WHAT IS ASKED: Give the listing again exactly, omitting its images.

GIVEN RECORDS:

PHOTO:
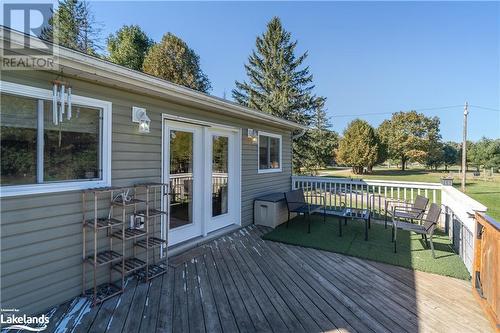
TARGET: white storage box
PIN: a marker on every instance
(270, 210)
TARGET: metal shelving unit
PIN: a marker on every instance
(96, 257)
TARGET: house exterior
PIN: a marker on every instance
(45, 166)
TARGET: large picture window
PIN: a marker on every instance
(269, 152)
(38, 156)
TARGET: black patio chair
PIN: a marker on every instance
(425, 228)
(296, 203)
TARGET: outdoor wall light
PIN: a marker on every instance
(252, 135)
(139, 116)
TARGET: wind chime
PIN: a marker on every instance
(61, 101)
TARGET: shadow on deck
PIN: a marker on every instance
(241, 283)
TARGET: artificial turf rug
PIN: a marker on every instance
(412, 252)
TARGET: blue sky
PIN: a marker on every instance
(366, 57)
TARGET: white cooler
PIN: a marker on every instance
(270, 210)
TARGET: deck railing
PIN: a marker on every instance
(364, 194)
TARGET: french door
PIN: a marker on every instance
(201, 166)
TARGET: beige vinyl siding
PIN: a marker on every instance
(41, 235)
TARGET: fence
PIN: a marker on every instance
(486, 276)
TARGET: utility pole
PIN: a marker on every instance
(464, 147)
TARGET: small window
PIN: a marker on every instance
(269, 152)
(40, 157)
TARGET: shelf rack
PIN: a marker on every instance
(95, 257)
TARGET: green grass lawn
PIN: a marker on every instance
(411, 250)
(487, 192)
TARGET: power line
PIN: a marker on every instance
(422, 109)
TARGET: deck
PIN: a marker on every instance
(242, 283)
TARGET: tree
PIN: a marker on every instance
(173, 60)
(358, 147)
(409, 135)
(279, 84)
(128, 46)
(484, 153)
(435, 155)
(73, 25)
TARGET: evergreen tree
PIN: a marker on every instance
(73, 25)
(409, 136)
(450, 154)
(173, 60)
(280, 84)
(128, 46)
(358, 148)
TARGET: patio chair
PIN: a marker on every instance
(425, 228)
(296, 203)
(405, 210)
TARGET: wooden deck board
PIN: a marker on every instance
(241, 283)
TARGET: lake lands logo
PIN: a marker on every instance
(10, 319)
(23, 21)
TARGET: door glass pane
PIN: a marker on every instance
(18, 119)
(181, 178)
(71, 149)
(220, 155)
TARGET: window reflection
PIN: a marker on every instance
(220, 155)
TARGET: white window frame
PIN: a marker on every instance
(272, 135)
(45, 94)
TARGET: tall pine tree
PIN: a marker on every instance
(280, 84)
(173, 60)
(73, 25)
(323, 141)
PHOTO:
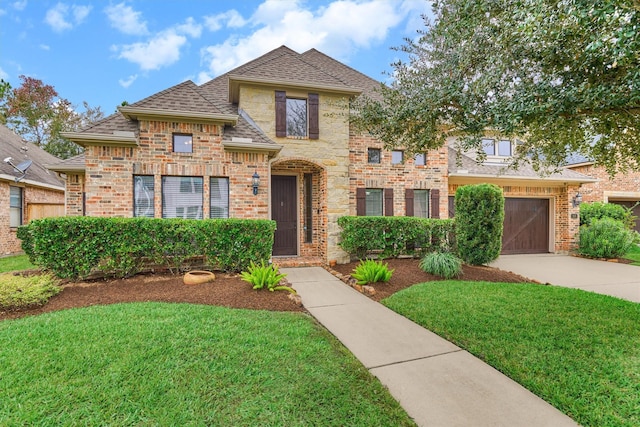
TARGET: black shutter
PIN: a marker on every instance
(281, 114)
(314, 125)
(388, 202)
(435, 203)
(408, 202)
(361, 201)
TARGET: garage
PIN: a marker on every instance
(634, 205)
(526, 226)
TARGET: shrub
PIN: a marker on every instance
(393, 236)
(75, 247)
(479, 222)
(370, 271)
(442, 264)
(265, 275)
(599, 210)
(605, 238)
(21, 292)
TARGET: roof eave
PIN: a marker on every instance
(236, 80)
(142, 113)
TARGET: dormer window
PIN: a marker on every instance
(297, 117)
(493, 147)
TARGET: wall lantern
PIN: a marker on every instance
(577, 199)
(255, 182)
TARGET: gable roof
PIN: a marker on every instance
(470, 169)
(12, 145)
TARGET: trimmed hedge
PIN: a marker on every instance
(479, 222)
(390, 237)
(74, 247)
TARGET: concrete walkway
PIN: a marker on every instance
(608, 278)
(436, 382)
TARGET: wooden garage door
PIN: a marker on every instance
(526, 226)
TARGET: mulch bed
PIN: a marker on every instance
(229, 291)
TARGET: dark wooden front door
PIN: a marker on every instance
(526, 226)
(284, 213)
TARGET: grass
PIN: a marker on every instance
(182, 364)
(576, 350)
(15, 263)
(634, 255)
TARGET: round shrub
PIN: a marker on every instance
(479, 222)
(442, 264)
(605, 238)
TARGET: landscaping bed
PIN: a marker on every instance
(229, 291)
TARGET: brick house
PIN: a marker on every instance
(623, 189)
(37, 194)
(271, 139)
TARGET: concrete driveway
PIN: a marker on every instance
(608, 278)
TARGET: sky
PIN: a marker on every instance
(107, 52)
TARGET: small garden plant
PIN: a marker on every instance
(370, 271)
(265, 275)
(443, 264)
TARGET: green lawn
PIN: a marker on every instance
(577, 350)
(182, 364)
(634, 254)
(15, 263)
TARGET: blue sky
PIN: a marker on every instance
(106, 52)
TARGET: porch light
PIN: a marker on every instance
(577, 199)
(255, 182)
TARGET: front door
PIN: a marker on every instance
(284, 213)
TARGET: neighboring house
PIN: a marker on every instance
(271, 139)
(37, 194)
(623, 189)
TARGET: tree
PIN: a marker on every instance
(37, 113)
(558, 76)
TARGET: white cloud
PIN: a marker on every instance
(59, 19)
(336, 29)
(229, 19)
(20, 5)
(128, 82)
(126, 20)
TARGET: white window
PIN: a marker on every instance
(182, 143)
(397, 157)
(421, 203)
(15, 206)
(143, 193)
(373, 202)
(219, 198)
(182, 197)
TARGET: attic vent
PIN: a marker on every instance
(237, 139)
(123, 133)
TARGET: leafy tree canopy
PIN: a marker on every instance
(36, 113)
(559, 76)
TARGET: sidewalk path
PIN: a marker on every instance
(436, 382)
(608, 278)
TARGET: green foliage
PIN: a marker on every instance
(552, 74)
(479, 222)
(371, 271)
(443, 264)
(605, 238)
(599, 210)
(265, 275)
(18, 292)
(74, 247)
(390, 237)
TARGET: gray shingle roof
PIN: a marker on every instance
(12, 145)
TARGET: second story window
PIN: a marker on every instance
(182, 143)
(297, 117)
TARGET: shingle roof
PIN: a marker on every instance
(469, 167)
(12, 145)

ANSWER FOR THE TASK:
PHOTO:
TARGET: white storage box
PIN: a marker on every instance
(270, 210)
TARGET: metal shelving unit
PIN: a marker on every instance
(96, 257)
TARGET: house exterior
PIN: a marker on every instance
(45, 166)
TARGET: large picture window
PIN: a marker on every instance
(269, 152)
(38, 156)
TARGET: black patio chair
PIN: a marker on every instance
(425, 228)
(296, 203)
TARGET: outdoor wall light
PIN: a marker on every instance
(252, 135)
(139, 116)
TARGET: wind chime
PIN: a marker on every instance
(61, 101)
TARGET: shadow on deck
PIN: a marker on every instance
(241, 283)
TARGET: artificial turf rug
PIN: a marker on every instance
(412, 252)
TARGET: blue sky
PIN: a marker on every instance
(366, 57)
TARGET: white cooler
PIN: a marker on every instance
(270, 210)
TARGET: deck railing
PIN: a marker on every instance
(364, 194)
TARGET: french door
PIN: a marker on every instance
(201, 166)
TARGET: beige vinyl siding
PIN: a marker on every instance
(41, 235)
TARGET: fence
PIN: a marker on every instance
(486, 276)
TARGET: utility pole
PIN: a marker on every instance
(464, 147)
TARGET: small window
PIN: a marker on every instance
(269, 152)
(40, 157)
TARGET: shelf rack
PIN: a marker on every instance
(95, 257)
TARGET: green grass lawn
PIN: a marker on every instance
(411, 250)
(487, 192)
TARGET: power line
PIN: a marker on every instance
(422, 109)
TARGET: deck
PIN: a marker on every instance
(242, 283)
TARGET: tree
PIN: a marker on every instance
(173, 60)
(358, 147)
(409, 135)
(279, 84)
(128, 46)
(484, 153)
(435, 155)
(73, 25)
TARGET: evergreen tree
PIN: a marker on every instance
(73, 25)
(409, 136)
(450, 154)
(173, 60)
(280, 84)
(128, 46)
(358, 148)
TARGET: patio chair
PIN: a marker on every instance
(425, 228)
(296, 203)
(405, 210)
TARGET: wooden deck board
PIN: a marker on every instance
(241, 283)
TARGET: lake lands logo
PIN: a marker on every instance
(10, 319)
(23, 21)
TARGET: door glass pane
PIN: a marker on every instance
(18, 119)
(181, 178)
(71, 149)
(220, 155)
TARGET: window reflection
PIN: a marker on every instance
(220, 155)
TARGET: white window frame
PIN: a marker on every instance
(272, 135)
(45, 94)
TARGET: tall pine tree
PIN: a marker on every instance
(280, 84)
(173, 60)
(73, 25)
(323, 141)
PHOTO:
TARGET: black shutter
PIN: a marker on every instance
(281, 114)
(314, 125)
(388, 202)
(435, 203)
(408, 202)
(361, 201)
TARGET: garage
PIN: a marker on every instance
(634, 205)
(526, 226)
TARGET: shrub
PIN: a marker on every instance
(393, 236)
(75, 247)
(479, 222)
(370, 271)
(442, 264)
(265, 275)
(599, 210)
(605, 238)
(21, 292)
TARGET: roof eave
PIN: a marker on every instance
(236, 80)
(142, 113)
TARGET: dormer window
PIN: a marker on every instance
(297, 117)
(493, 147)
TARGET: wall lantern
PIN: a marker on every instance
(577, 199)
(255, 182)
TARGET: gable roof
PIN: a marker on every instance
(470, 169)
(12, 145)
TARGET: trimmed hedge
PIN: a marker on every instance
(479, 222)
(390, 237)
(74, 247)
TARGET: concrete walkway
PIN: a marker on every instance
(608, 278)
(436, 382)
TARGET: wooden garage door
PIN: a marker on every instance
(526, 226)
TARGET: mulch bed
PIN: a marker on every instance
(229, 291)
TARGET: dark wooden front door
PIN: a marker on every instance
(526, 226)
(284, 213)
TARGET: grass
PIN: a marker on every instance
(182, 364)
(576, 350)
(15, 263)
(634, 255)
TARGET: round shrub
PIN: a marker on every instance
(479, 222)
(442, 264)
(605, 238)
TARGET: landscaping bed
PIN: a marker on every instance
(229, 291)
TARGET: brick house
PIN: a marker on every instance
(623, 189)
(37, 194)
(271, 139)
TARGET: concrete driveway
PIN: a marker on every instance
(608, 278)
TARGET: sky
PIN: a marker on every instance
(107, 52)
TARGET: small garden plant
PIN: a marker on every instance
(370, 271)
(265, 275)
(443, 264)
TARGET: green lawn
PIN: a marker on every instance
(577, 350)
(182, 364)
(634, 254)
(15, 263)
TARGET: blue sky
PIN: a marker on every instance
(106, 52)
TARGET: porch light
PIN: a marker on every instance
(577, 199)
(255, 182)
TARGET: front door
PIN: a marker on every instance
(284, 213)
TARGET: neighboring house
PIN: a marker on every instance
(271, 139)
(37, 194)
(623, 189)
TARGET: tree
PIN: a marker on every instance
(37, 113)
(558, 76)
TARGET: white cloud
PIN: a marker on every instance
(59, 19)
(336, 29)
(229, 19)
(20, 5)
(128, 82)
(126, 20)
TARGET: white window
PIN: a marker on every instance
(182, 143)
(397, 157)
(421, 203)
(15, 206)
(143, 193)
(373, 202)
(219, 198)
(182, 197)
TARGET: attic vent
PIN: a marker on every instance
(237, 139)
(123, 133)
TARGET: leafy tree canopy
PIN: a marker on every instance
(36, 113)
(559, 76)
TARGET: sidewalk path
PIN: a marker on every instance
(436, 382)
(608, 278)
TARGET: green foliage
PIN: a marker on every instance
(552, 74)
(479, 222)
(371, 271)
(443, 264)
(605, 238)
(599, 210)
(265, 275)
(18, 292)
(74, 247)
(390, 237)
TARGET: gray shingle roof
PIN: a marker on every instance
(12, 145)
TARGET: second story window
PIN: a marker on every instance
(182, 143)
(297, 117)
TARGET: shingle roof
PIN: a marker on every instance
(469, 167)
(12, 145)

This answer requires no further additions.